TO DO >>
[1] Which license types does the Authentic Movement workshop announcement say can receive continuing education credit for the course? List every one.
[2] Where will the two-day workshop in the Authentic Movement workshop announcement take place?
[3] Carry on the Authentic Movement workshop announcement from its final line.

Tina Head ShotDear Friends & Colleagues,

I’d like to share an upcoming workshop I will be teaching this August, sponsored by CMER (Center for Movement Education & Research).  This two-day immersion will explore the healing power of movement as active imagination.

This course is open to clinicians, and teachers and practitioners of body-orientated healing work. It is also designed as a Dance/Movement Therapy Approaches course for students who are preparing for Alternate Route certification.

I hope you’ll consider joining us and please feel free to share this information with others.

With best wishes as summer comes into full bloom.

Warmly,
Tina

 

August 22, 2015 – August 23, 2015
Wildcat Studio, Berkeley, California

Sponsored by the Center for Movement Education and Research’s (CMER) Alternative Route Training in Dance/Movement Therapy

Authentic Movement is a depth-oriented therapeutic approach, bridging body and psyche through natural movement, augmented by drawing and writing. Beginning with the contributions of Mary Whitehouse, we will engage Jungian concepts and their evolution into Authentic Movement, and explore more recent developments in the practice related to group and individual therapy.

This course is open to practicing professionals and is also designed as a Dance/Movement Therapy course for students who are preparing for Alternate Route certification, meeting 15 hours (one credit) of the Theories and Methods requirements for students in pursuit of Alternate Route Training with the goal of becoming a registered Dance/Movement therapist (R-DMT). This course has been approved by the American Dance Therapy Association to meet requirements for the Alternate Route R-DMT credential.

This course also meets the qualifications for 15 hours of continuing education credit for MFTs, LCSWs & LPCCs as required by the California Board of Behavioral Sciences.

Sessions will include structured warm ups and ‘starting points’ that engage embodied clinical themes, as well as questions such as:

  • What is active imagination, and how does it facilitate transformation?
  • How does moving & witnessing practice enhance healing and development?

(Referring expression data)
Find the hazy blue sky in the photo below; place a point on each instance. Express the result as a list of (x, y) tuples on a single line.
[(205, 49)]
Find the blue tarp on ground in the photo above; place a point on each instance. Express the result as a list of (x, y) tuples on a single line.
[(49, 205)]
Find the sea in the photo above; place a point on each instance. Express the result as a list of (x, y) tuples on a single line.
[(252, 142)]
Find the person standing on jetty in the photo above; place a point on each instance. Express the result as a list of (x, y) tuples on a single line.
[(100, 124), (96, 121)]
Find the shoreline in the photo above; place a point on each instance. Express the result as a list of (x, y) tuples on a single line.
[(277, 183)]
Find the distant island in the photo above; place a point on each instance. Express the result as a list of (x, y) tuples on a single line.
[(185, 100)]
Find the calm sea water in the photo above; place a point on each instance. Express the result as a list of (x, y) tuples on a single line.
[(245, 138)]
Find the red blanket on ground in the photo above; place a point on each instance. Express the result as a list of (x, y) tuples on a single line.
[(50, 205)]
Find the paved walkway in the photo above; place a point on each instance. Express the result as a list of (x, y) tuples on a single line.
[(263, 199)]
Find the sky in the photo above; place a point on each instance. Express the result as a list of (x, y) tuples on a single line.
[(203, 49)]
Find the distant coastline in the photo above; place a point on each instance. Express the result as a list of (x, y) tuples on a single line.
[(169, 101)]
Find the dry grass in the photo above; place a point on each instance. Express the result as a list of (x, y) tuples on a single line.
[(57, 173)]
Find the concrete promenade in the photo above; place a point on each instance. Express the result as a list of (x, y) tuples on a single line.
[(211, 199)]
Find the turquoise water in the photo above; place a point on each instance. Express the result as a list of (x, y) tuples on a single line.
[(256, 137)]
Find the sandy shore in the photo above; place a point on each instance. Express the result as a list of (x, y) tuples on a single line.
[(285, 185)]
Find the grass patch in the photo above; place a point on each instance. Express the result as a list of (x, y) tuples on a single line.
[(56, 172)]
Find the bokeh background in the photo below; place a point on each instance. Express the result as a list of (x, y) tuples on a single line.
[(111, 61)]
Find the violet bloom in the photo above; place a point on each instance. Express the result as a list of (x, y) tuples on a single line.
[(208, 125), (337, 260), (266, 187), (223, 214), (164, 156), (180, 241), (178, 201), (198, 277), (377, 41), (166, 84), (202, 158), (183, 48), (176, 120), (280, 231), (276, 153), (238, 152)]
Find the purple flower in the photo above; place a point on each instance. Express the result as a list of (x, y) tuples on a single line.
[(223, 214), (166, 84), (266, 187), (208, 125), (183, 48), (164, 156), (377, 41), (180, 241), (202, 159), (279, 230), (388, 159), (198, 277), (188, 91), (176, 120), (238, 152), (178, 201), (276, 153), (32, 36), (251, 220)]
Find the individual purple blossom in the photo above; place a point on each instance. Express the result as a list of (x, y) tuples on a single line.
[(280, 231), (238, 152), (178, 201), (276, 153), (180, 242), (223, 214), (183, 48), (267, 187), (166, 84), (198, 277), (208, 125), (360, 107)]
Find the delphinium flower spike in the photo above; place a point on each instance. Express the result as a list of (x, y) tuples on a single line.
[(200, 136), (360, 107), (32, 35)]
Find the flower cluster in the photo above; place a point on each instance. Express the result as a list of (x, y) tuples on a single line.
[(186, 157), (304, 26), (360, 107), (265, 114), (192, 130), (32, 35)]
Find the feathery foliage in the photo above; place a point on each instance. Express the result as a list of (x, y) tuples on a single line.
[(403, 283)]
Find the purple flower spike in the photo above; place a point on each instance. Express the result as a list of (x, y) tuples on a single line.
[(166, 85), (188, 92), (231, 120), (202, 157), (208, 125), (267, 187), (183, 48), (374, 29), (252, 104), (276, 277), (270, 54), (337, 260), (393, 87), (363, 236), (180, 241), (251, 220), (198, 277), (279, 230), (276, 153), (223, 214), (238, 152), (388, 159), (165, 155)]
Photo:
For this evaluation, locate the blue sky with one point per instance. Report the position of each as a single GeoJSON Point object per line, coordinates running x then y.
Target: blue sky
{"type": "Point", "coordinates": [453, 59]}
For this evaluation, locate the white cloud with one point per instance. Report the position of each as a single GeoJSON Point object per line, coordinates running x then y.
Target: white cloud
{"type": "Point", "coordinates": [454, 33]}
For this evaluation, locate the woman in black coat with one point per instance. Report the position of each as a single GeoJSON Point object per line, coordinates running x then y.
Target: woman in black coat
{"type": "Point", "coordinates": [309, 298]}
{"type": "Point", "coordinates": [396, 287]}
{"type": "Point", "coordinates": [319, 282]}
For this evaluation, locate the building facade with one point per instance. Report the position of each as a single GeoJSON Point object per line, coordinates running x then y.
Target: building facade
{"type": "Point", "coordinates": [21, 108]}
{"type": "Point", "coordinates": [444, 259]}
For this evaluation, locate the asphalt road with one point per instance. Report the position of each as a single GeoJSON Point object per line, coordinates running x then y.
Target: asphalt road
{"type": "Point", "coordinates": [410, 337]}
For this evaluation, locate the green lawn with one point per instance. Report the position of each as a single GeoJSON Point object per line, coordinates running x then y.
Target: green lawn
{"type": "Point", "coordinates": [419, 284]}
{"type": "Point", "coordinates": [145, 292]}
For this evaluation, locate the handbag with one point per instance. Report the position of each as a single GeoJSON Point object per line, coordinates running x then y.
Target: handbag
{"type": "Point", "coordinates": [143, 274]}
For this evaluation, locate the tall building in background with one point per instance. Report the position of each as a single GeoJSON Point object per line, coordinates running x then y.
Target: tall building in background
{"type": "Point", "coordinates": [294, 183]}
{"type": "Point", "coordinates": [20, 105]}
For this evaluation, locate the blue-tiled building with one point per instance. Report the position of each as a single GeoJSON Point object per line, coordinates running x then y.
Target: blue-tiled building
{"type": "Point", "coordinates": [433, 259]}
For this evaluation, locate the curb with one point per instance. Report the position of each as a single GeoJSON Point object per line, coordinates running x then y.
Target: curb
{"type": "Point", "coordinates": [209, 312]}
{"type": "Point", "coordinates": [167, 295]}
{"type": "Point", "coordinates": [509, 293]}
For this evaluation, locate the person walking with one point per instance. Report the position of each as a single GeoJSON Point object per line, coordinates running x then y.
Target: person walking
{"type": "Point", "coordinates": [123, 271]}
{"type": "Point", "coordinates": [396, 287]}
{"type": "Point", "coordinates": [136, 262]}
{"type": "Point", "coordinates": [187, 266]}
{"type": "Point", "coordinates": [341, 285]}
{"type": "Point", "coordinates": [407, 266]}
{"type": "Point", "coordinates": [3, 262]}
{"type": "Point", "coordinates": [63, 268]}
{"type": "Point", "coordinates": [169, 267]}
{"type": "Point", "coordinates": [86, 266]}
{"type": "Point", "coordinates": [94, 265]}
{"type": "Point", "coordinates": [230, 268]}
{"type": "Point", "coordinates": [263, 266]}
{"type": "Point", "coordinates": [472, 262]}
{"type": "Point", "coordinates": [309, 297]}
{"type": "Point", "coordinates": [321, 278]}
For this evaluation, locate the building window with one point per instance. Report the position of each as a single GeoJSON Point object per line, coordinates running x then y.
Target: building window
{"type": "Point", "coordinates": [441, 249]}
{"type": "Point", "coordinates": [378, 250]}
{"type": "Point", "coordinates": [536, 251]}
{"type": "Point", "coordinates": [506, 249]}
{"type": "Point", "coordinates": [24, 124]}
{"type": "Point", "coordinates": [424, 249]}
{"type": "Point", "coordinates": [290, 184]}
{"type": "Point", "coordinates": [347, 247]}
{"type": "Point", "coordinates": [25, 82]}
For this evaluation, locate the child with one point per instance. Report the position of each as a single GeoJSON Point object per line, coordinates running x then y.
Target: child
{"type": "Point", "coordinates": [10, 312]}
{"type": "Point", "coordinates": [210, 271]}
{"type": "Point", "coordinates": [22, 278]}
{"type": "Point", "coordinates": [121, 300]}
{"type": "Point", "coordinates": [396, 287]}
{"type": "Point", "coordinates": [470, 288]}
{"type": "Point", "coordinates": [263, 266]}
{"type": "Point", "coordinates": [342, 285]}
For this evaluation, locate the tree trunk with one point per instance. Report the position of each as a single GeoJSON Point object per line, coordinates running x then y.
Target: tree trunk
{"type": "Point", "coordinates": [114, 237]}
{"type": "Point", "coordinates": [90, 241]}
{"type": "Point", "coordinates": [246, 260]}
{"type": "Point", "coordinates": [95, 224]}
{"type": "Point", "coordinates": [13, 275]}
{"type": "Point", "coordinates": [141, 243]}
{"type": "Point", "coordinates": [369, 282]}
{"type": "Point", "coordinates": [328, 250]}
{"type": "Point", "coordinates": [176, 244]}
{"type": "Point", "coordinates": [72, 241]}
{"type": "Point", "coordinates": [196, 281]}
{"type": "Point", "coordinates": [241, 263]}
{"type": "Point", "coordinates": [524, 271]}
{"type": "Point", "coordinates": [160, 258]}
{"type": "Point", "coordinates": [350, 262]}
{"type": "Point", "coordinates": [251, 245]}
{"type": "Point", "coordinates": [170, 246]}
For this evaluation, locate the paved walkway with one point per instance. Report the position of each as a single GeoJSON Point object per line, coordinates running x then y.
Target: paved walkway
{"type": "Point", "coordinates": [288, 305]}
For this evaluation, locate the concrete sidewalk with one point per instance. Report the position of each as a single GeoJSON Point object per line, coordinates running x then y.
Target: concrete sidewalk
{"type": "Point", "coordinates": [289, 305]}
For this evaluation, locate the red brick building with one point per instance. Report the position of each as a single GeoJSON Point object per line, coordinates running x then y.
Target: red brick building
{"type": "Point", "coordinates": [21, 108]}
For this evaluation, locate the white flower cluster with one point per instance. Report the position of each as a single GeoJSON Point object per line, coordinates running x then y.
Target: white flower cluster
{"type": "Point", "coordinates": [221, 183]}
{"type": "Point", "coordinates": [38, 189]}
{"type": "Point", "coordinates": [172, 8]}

YOUR WRITTEN ANSWERS >>
[1] MFTs, LCSWs, LPCCs

[2] Wildcat Studio, Berkeley, California

[3]
  • How do we become more sensitive to the movement expression of the client’s body and of our own embodied response?
    What supports the integration of sensing, emotion, movement, images, words, and symbolic expression within the healing relationship, touching on brain function?
  • How might you integrate Authentic Movement and structured, creative movement explorations in your therapy practice?
  • In what ways can we develop leadership skills in creating a safe container, initiating structured warm ups, discerning effective “starting points”, and engaging in sensory-grounded reflection on the process?
  • What is the efficacy of Authentic Movement practice for different clinical populations, in multicultural settings, and in the larger global community?

This course will reflect on the history of Authentic Movement, including Jungian theory, elements from neuroscience, discussion of the readings, and clinical applications of Authentic Movement in dance/movement therapy. In the process we will address therapeutic elements such as providing a safe container, identifying projections, establishing appropriate interpersonal boundaries, listening and observational skills, empathy, and the somatic underpinnings of the transference-countertransference relationship.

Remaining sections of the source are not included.